==== Given data

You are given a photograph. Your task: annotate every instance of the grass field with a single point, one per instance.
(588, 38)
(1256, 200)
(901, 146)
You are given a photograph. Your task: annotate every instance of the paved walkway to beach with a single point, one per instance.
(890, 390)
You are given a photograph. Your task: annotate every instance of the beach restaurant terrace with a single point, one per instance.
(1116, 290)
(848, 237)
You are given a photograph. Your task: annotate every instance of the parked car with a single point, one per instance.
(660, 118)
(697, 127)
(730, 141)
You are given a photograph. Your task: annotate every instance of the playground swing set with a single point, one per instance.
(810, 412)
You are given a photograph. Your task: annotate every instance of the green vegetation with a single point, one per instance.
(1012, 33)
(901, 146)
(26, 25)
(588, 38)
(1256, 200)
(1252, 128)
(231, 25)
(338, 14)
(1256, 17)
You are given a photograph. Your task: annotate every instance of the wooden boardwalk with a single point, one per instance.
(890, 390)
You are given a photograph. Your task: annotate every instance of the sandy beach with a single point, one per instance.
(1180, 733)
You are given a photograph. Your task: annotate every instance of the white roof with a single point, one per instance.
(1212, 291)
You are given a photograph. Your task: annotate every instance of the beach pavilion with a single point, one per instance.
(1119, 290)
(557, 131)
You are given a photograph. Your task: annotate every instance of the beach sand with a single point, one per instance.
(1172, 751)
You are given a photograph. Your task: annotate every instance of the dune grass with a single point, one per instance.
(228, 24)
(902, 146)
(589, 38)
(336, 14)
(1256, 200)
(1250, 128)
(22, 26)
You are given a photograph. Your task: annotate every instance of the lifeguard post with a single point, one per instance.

========

No line before the one with "pavilion with a single point, one per instance." belongs in the answer; copy that line and the rest of the records exactly.

* [Solution to this problem]:
You are given a photograph. Your task: annotate every instance of the beach pavilion with a single point, one per instance.
(1119, 290)
(557, 131)
You are given a photograph. Your task: annotate every instance of the beach sand with a single point, one per instance.
(1172, 751)
You are given a photograph. Your task: annotate every instance of the dune grass with a single point, one per instance.
(228, 24)
(902, 146)
(589, 38)
(336, 14)
(1256, 200)
(1250, 128)
(22, 26)
You are given a photograph. Your task: annotate every instance of the lifeguard post with a single point, one per instance.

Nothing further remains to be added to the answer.